Your objective =
Each record needs to be echoed exactly; can you do that?
----- Information
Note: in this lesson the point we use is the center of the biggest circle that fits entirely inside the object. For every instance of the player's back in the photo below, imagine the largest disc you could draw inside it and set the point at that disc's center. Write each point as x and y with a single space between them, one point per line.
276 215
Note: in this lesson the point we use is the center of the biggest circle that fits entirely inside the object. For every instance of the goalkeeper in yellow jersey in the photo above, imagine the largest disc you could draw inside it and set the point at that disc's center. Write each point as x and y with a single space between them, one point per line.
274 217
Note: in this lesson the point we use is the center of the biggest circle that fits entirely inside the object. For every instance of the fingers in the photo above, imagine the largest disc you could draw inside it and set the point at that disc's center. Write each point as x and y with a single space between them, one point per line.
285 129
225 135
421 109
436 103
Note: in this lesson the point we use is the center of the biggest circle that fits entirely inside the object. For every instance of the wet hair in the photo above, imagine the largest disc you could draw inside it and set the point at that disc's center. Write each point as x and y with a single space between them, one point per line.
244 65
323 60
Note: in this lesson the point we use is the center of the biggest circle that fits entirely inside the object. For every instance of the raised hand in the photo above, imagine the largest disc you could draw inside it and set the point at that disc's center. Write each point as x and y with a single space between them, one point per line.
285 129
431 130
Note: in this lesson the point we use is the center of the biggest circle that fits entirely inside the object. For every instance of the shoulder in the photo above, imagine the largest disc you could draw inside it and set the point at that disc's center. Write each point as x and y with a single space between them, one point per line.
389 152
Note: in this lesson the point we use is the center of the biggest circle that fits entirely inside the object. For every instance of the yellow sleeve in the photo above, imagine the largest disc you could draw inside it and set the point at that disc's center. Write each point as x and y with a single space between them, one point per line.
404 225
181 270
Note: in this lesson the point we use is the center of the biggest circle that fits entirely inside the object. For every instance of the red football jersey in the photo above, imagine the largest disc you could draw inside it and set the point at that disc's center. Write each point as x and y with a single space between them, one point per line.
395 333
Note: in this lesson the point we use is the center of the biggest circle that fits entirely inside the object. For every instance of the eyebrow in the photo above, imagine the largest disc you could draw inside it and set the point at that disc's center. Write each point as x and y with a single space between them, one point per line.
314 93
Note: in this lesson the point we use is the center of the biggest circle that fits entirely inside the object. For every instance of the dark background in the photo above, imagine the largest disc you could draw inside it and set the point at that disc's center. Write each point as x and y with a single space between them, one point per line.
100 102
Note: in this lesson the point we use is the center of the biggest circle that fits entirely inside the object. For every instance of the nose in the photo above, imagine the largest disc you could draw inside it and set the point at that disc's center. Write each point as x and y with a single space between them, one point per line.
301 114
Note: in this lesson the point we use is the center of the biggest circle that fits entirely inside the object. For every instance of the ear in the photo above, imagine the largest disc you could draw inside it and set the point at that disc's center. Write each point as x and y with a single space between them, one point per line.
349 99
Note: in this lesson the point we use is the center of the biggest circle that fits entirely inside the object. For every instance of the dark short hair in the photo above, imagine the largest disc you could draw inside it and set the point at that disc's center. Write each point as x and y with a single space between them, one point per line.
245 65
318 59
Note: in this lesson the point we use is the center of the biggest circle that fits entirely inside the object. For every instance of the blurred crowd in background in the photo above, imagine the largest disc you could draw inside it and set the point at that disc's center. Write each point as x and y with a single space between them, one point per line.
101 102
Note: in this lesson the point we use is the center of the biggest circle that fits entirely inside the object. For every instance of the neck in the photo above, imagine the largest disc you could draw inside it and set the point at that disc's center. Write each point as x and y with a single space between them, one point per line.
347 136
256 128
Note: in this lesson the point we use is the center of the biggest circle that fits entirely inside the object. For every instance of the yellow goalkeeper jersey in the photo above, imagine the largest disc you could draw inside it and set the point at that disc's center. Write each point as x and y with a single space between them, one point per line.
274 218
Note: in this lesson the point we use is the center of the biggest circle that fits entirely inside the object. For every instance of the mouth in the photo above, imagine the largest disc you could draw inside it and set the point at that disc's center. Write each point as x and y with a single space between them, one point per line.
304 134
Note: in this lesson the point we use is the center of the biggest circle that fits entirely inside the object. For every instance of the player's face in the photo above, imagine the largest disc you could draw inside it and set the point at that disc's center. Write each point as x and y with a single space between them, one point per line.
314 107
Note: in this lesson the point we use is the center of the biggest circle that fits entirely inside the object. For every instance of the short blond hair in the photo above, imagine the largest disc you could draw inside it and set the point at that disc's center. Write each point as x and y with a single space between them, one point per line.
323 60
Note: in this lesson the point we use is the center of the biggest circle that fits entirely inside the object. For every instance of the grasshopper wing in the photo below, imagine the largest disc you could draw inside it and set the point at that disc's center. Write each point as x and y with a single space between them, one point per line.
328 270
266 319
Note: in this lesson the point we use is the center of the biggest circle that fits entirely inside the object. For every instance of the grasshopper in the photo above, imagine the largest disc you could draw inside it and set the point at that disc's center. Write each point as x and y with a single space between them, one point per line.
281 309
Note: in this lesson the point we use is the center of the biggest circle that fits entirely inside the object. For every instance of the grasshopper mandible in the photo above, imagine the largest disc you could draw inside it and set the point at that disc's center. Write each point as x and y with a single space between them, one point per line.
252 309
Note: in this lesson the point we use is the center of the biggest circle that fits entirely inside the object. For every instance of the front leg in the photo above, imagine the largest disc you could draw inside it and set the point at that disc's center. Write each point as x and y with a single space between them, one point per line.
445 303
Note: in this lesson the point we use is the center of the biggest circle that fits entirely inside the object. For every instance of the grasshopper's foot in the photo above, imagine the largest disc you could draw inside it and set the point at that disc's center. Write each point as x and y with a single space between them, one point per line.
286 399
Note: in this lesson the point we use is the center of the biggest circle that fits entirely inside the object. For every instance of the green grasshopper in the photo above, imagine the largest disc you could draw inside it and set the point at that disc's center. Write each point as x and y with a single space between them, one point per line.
----------
Solution to this task =
Note: in this lesson the point we use is the center of the biggest circle that fits entirely inside the object. For every instance of the player's back in the photo below, imagine the largest disc you could draw inside it and set the point at that disc's center. Write each point as x and y with a single space between them, one point per line.
276 215
Note: in this lesson the point we use is the center of the biggest circle that fits entirely inside the object. For every instance of the goalkeeper in yellow jersey in the photo above, imagine the largest disc you could draw inside it and set the point at that disc's center. Write each point as x and y with a single space between them, one point per line.
274 217
Note: in this lesson the point we use is the center of the biggest circle that fits entirely inside the object. For every instance of the fingers in the photo above, imagine the largest disc you could draw inside it and set the point at that disc's center. Write each point as x and y with a single space between them, one point per line.
285 129
225 135
421 109
436 103
Note: in this lesson the point we use is the center of the biggest circle that fits entirely inside the object. For every instance of the wet hair in the photo above, imagine the largest disc you could draw inside it and set the point at that disc's center. Write each point as x and y with a single space between them, one point per line.
244 65
323 60
Note: in this lesson the point we use is the center of the biggest circle that fits entirely inside the object. For every instance of the raised hand in the photo above, imagine the largest disc you could draw inside it and set the point at that disc's center. Write each point as x and y with a single space between them, one point per line.
285 129
431 130
Note: in this lesson the point we use is the center of the biggest circle that fits entirely inside the object. For every instance of the shoulder in the photo above, imagine the largest disc you could draw inside it and set the point at that disc's center. Write each point as x and y with a single space between them, one point per line.
389 152
Note: in this lesson the point we use is the center of the biggest circle that fits entirely inside the object. For every instance of the yellow sleeve in the photo above, imagine the largest disc you could draw inside it and set the point at that disc's center. Write each point as x and y with a single space between them, one point per line.
404 225
181 270
Note: in this lesson the point we use is the center of the biggest circle that fits entirely inside the object. For every instance of the red football jersey in the photo above, imagine the largest disc you could draw inside it and set the point at that disc's center. Write each point as x and y with a single space between them, one point per line.
395 333
Note: in this lesson the point we use is the center of the biggest circle that fits entirely inside the object. For every instance of the eyebrow in the photo above, imagine the largest disc you could draw inside it and set the point at that disc's center. Write each point as x and y with a single space between them, one point per line.
314 93
Note: in this lesson the point we use is the center of the biggest circle that fits entirely inside the object. For every instance of the dark background in the photo above, imagine the largest disc you could draw inside it and set the point at that disc's center. Write each point as x and y with a single space between them, one point per line.
100 102
Note: in this lesson the point we use is the center of the biggest circle that fits entirely inside the object. For every instance of the nose in the photo above, imagine the largest disc you could draw inside it and set the point at that disc's center. Write each point as x and y with a single space between them, one point per line.
301 114
Note: in this lesson the point we use is the center of the biggest circle that fits entirely inside the object. For every instance of the ear in the photo above, imagine the largest disc you could draw inside it and set the point at that disc's center. Write each point as x and y with a single space between them, one point per line.
349 99
Note: in this lesson the point we use is the center of the biggest circle that fits entirely inside the object. For every instance of the dark short hair in the photo above, imagine the largest disc you could draw inside it and set the point at that disc's center. Write each point as x and y with a single space between them, one point per line.
245 65
318 59
Note: in this lesson the point we use is the center of the biggest circle that fits entirely inside the object. For every instance of the blurred crowd in background in the photo above, imagine the largest disc you could draw inside it and set the point at that disc's center. Write each point as x and y with a single space between them, one point per line.
101 102
Note: in this lesson the point we use is the center of the biggest circle that fits entirely inside the object. For every instance of the neck in the photo above, imagine the largest disc you could draw inside it and set the point at that disc's center. Write each point as x and y with a single space between them, one point per line.
347 136
256 128
Note: in this lesson the point we use is the center of the biggest circle that fits entirely inside the object. For every instance of the yellow goalkeeper jersey in the photo above, imagine the largest disc you could draw inside it and set the point at that disc's center. Write each point as x and y with a single space between them, one point per line.
274 218
Note: in this lesson the point we use is the center of the biggest circle that fits entirely inside the object. For every instance of the mouth in the photo above, imagine the largest disc you could draw inside it and set the point at that disc's center. Write each point as x and y with a single space between them, one point per line.
304 134
Note: in this lesson the point we use is the center of the biggest circle that fits entirely inside the object. For every instance of the player's face in the photo above, imagine the largest disc you could draw inside it and set the point at that disc's center. Write each point as x and y with a single space between them, one point per line.
314 107
Note: in this lesson the point we use is the center of the biggest circle that fits entirely inside the object. For every instance of the short blond hair in the photo above, imagine the largest disc you could draw inside it and set the point at that disc's center. Write each point as x and y with a single space between them, one point per line.
323 60
Note: in this lesson the point we use is the center of the biggest circle that fits entirely inside the object. For every instance of the grasshopper wing in the photo below, imagine the largest disc you could draw inside it and set the point at that disc's center. Write each point as x and y with a single space between them, one point per line.
328 270
266 319
Note: in this lesson the point we use is the center of the biggest circle that fits entirely inside the object. For every instance of the grasshopper in the photo above, imagine the largest disc you could draw inside it and set the point at that disc's center. Write each point as x and y with a single space between them, one point per line.
281 309
Note: in this lesson the point we use is the center of the biggest circle that fits entirely inside the object. For every instance of the grasshopper mandible in the photo above, imagine the largest disc you could draw inside it and set the point at that disc's center. Write each point as x and y with a single space between them, one point per line.
252 309
Note: in this lesson the point we use is the center of the biggest circle that fits entirely inside the object. For every instance of the front leg in the photo above, imagine the largest disc you could draw inside it and set the point at that disc's center. Write each point as x and y with a single space between them, one point per line.
445 303
Note: in this lesson the point we use is the center of the biggest circle that fits entirely inside the object. For every instance of the grasshopper's foot in the photo above, imagine the largest disc you could draw inside it and set the point at that disc's center. Write each point as x and y with a single space between them, one point per line.
286 399
Note: in this lesson the point we use is the center of the biggest circle that fits entirely inside the object. For every instance of the green grasshopper in the photo above, imagine the largest disc you could draw inside it and set the point at that disc's center. Write each point as x and y with a single space between them, one point per line.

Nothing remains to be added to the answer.